= Exercise requirements =
Extract all lines from the data beneath that include the word "wooden".

* * * * * * *

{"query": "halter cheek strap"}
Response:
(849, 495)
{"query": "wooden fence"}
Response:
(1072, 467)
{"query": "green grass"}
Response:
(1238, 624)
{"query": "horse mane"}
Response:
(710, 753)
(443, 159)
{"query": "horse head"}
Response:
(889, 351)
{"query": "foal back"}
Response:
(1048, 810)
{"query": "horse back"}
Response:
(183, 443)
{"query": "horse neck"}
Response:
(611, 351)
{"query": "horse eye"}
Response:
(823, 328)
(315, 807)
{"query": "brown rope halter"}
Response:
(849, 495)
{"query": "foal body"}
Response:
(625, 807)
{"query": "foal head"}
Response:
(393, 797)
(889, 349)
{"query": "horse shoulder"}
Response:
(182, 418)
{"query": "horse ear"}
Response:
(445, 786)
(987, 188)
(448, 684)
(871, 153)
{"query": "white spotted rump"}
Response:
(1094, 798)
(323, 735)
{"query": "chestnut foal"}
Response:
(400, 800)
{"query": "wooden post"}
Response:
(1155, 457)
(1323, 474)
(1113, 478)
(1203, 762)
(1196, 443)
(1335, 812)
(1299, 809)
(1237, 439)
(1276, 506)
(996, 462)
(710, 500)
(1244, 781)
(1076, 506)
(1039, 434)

* * * * * * *

= Solution to the exercise =
{"query": "wooden fence"}
{"query": "wooden post"}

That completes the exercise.